> _PROBLEM STATEMENT_: Locate each line in the records below that contains the word "Target" and copy those lines in full.

> _DATA SECTION_:

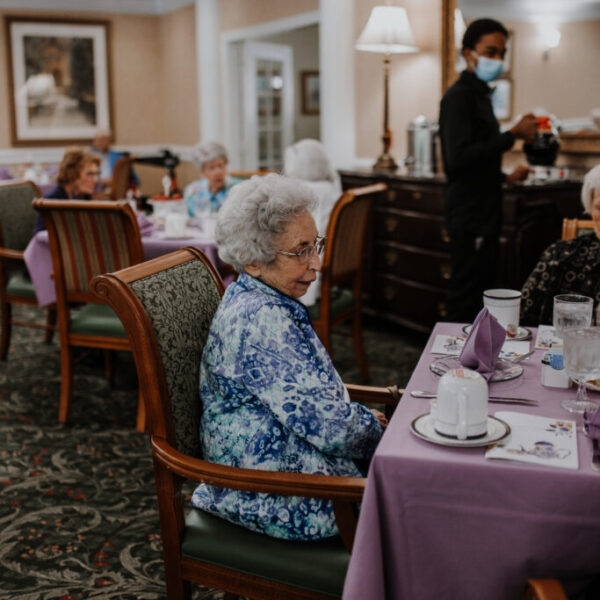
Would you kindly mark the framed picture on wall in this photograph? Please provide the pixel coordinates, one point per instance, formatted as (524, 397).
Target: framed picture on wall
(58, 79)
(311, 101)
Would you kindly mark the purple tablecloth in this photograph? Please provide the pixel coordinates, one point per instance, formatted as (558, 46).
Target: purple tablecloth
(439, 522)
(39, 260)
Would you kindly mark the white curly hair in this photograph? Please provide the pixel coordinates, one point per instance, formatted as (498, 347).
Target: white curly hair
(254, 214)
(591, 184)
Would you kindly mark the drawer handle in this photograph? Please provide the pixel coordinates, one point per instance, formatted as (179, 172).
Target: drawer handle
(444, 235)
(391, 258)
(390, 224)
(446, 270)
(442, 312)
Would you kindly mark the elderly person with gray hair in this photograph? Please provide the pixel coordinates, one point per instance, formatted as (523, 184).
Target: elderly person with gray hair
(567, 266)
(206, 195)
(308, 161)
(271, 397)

--

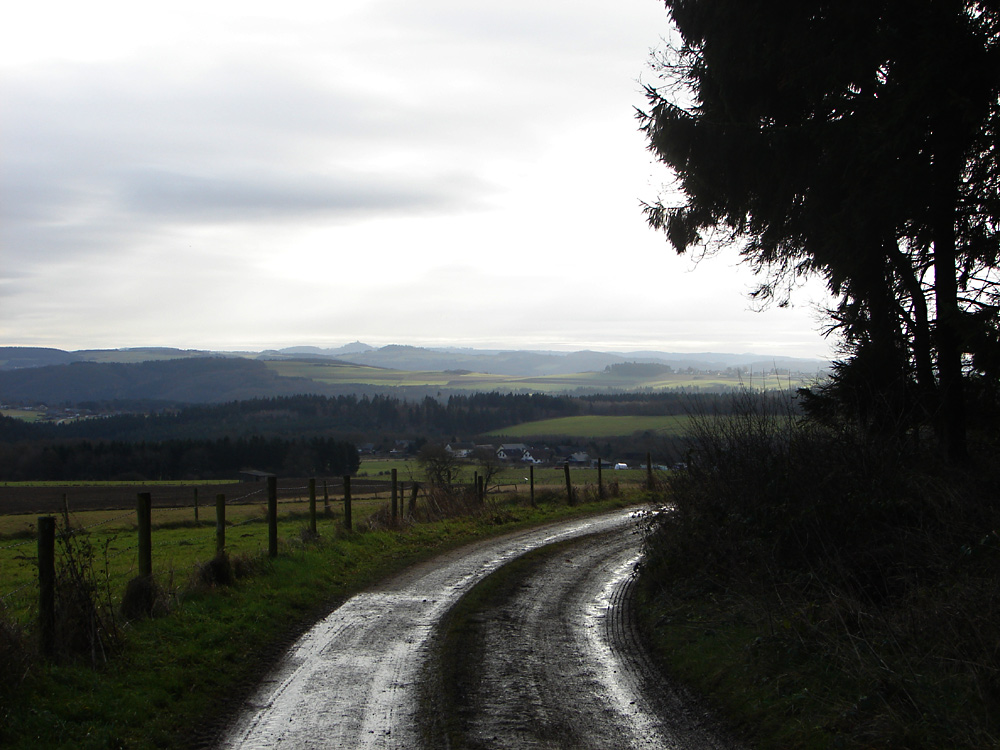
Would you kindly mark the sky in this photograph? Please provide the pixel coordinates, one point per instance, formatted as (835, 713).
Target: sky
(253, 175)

> _OUTPUT FOR THIS EXERCISE_:
Target: framed picture on wall
Target: purple tablecloth
Target: white curly hair
Target: drawer handle
Target: elderly person with gray hair
Target: sky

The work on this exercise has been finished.